Directives:
1. In the Lightning bug report, what does testing from a given checkpoint log instead of the epoch number of the specified checkpoint?
2. Please write the next part of the Lightning bug report, picking up after its final line of code.

Lightning-AI / pytorch-lightning

Pretrain, finetune and deploy AI models on multiple GPUs, TPUs with zero code changes.
https://lightning.ai
Apache License 2.0
27.6k stars 3.31k forks source link

trainer.test() with given checkpoint logs last epoch instead of checkpoint epoch #20052

Open markussteindl opened 3 weeks ago

markussteindl commented 3 weeks ago

Bug description

Testing from a given checkpoint leads to logging the epoch number of the last checkpoint instead of the checkpoint specified:

trainer = Trainer(..., max_epochs=10)
lightning_module = MyLightningModule(...)
datamodule = MyDatamodule()

trainer.fit(lightning_module , datamodule=datamodule)

trainer.test(lightning_module , datamodule=datamodule, ckpt_path="last")     # <-- ok: logs correct epoch and step
ckpt_path="/.../checkpoints/epoch=2-step=396.ckpt"

Provided information:
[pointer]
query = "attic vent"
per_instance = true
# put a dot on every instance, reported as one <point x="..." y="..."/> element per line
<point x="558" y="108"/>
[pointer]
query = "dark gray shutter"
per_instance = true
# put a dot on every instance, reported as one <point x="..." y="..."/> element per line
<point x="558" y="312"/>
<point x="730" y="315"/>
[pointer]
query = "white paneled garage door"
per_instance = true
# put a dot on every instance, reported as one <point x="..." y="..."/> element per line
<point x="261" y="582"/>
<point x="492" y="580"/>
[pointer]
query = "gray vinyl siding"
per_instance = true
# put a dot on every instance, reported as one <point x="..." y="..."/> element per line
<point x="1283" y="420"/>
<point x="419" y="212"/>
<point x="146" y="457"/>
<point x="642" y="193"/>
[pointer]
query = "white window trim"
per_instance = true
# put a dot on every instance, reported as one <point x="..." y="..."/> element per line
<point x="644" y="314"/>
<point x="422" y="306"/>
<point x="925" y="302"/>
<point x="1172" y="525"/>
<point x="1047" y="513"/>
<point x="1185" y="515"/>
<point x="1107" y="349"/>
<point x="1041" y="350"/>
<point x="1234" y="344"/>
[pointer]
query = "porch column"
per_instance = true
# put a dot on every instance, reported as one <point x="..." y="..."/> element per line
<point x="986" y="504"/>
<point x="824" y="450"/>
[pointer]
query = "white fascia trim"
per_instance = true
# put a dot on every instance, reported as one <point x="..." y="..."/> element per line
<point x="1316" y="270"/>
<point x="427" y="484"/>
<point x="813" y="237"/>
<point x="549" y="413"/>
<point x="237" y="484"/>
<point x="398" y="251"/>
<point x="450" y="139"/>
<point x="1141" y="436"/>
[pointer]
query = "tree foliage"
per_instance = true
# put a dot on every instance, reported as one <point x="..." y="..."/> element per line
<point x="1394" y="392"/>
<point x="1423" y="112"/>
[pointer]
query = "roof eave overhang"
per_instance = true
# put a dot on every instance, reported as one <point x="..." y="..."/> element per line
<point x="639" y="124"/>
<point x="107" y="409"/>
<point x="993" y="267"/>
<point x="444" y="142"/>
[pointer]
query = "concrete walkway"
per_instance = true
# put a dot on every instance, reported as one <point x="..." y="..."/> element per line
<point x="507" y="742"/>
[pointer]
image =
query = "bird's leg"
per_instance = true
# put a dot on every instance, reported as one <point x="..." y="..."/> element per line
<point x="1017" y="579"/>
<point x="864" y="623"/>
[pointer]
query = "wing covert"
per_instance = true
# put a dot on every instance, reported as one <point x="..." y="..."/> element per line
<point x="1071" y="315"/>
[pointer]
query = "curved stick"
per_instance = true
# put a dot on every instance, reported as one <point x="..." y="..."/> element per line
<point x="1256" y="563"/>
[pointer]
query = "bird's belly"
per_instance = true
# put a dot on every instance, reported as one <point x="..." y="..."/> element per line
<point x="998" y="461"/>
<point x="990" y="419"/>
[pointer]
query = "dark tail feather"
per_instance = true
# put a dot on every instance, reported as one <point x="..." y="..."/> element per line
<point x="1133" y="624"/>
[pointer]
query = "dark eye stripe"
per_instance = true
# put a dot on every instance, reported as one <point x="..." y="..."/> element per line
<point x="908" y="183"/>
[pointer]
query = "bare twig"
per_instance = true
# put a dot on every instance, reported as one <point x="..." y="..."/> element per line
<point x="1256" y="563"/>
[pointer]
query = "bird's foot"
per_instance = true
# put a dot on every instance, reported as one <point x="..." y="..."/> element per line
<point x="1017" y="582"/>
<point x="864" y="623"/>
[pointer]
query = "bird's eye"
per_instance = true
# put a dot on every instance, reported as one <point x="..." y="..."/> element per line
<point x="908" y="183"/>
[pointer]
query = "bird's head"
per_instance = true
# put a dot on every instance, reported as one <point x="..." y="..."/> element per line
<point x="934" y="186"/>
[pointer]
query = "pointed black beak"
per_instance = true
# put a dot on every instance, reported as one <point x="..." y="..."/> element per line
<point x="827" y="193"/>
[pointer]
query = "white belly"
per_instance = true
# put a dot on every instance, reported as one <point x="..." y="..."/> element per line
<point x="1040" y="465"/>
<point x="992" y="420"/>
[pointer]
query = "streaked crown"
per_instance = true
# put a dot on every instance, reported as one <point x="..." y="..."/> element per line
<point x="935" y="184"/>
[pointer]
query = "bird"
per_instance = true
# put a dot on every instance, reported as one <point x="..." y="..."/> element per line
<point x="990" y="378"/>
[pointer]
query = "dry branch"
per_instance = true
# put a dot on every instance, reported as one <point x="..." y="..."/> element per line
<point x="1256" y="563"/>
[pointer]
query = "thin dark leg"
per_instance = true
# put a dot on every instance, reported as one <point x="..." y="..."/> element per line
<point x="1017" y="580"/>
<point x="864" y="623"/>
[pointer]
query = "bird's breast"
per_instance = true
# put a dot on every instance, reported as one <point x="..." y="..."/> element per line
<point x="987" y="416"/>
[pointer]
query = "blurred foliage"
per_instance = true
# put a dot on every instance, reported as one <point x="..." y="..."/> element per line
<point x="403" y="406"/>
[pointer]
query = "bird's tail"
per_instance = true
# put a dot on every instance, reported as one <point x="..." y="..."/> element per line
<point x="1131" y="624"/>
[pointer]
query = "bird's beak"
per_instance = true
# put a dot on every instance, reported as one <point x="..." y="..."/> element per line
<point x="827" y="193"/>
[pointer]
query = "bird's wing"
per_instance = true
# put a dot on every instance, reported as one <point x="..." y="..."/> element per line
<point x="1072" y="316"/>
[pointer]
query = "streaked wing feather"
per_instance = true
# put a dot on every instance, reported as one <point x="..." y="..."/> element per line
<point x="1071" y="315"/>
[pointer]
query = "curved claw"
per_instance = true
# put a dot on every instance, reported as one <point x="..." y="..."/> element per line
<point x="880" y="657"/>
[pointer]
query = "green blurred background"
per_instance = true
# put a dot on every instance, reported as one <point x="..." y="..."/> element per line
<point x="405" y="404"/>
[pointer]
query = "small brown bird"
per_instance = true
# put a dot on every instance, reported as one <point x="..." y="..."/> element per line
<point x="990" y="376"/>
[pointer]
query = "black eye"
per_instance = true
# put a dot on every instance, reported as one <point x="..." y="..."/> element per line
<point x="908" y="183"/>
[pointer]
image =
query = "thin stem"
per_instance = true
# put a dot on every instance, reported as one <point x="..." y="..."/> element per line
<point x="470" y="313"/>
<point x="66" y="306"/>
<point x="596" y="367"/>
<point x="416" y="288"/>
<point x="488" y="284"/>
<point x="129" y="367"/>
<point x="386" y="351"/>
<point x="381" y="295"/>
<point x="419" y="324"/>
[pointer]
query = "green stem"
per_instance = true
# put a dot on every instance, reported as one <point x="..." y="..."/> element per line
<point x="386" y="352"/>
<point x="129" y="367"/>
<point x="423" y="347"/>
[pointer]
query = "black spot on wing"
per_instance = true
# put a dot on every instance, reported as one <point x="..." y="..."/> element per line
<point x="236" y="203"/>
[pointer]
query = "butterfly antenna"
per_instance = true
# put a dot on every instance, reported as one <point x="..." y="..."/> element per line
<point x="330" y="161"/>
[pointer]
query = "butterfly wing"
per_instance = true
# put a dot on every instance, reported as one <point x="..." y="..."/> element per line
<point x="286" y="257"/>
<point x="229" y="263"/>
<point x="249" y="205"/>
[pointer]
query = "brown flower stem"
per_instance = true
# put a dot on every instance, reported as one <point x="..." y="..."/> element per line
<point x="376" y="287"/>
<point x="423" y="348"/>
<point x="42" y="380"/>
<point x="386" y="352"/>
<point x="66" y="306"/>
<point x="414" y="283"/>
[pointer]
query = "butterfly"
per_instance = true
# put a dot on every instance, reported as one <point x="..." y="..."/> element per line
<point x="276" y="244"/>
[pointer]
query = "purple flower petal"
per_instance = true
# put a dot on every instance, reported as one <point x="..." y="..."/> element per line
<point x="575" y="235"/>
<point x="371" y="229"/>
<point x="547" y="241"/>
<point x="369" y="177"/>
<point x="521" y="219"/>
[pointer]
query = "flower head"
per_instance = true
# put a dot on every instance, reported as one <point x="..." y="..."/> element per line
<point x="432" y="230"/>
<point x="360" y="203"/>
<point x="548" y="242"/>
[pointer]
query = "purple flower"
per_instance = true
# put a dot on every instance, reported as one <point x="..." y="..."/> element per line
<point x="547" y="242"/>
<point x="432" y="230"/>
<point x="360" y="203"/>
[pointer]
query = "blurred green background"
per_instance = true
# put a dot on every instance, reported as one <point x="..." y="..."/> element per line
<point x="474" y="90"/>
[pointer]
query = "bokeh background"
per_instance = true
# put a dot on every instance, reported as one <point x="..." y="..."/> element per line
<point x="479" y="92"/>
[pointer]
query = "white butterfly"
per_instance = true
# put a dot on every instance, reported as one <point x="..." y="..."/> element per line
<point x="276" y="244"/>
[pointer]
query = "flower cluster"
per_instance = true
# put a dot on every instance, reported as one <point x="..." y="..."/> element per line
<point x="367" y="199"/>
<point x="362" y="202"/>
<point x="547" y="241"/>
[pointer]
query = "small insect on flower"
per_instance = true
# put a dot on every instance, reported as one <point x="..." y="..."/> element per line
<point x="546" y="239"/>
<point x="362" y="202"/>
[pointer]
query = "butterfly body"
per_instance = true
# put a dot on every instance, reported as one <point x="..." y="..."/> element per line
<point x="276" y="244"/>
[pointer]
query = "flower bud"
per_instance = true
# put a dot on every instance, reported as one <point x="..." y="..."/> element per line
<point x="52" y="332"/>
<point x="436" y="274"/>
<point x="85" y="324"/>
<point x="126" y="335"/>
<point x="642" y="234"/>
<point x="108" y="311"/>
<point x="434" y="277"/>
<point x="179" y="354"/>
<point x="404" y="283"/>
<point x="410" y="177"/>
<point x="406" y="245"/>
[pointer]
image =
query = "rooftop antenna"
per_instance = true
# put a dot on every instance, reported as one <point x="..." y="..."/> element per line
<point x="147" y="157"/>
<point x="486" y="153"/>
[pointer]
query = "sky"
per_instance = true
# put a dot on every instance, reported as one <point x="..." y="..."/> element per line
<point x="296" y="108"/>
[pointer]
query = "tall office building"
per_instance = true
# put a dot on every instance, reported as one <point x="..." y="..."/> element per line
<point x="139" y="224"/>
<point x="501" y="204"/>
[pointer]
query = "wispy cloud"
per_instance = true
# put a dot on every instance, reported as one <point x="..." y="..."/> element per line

Outputs:
1. It logs the epoch number of the last checkpoint.

2.
trainer.test(lightning_module , datamodule=datamodule, ckpt_path=ckpt_path)  # <-- incorrect: logs last epoch and step

The second test logs epoch 10 instead of epoch 2. Similarly, the step number of the second test is incorrect.

What version are you seeing the problem on?

v2.2.1

heth27 commented 3 weeks ago

I guess this could be caused by the same as https://github.com/Lightning-AI/pytorch-lightning/issues/18060. The checkpoint callback is not the last callback called, and thus some loop counter are not updated. Have a look at the fields mentioned in https://github.com/Lightning-AI/pytorch-lightning/issues/18060#issuecomment-2080180970 and see if this explains the behavior you notice, it might also offer you a workaround.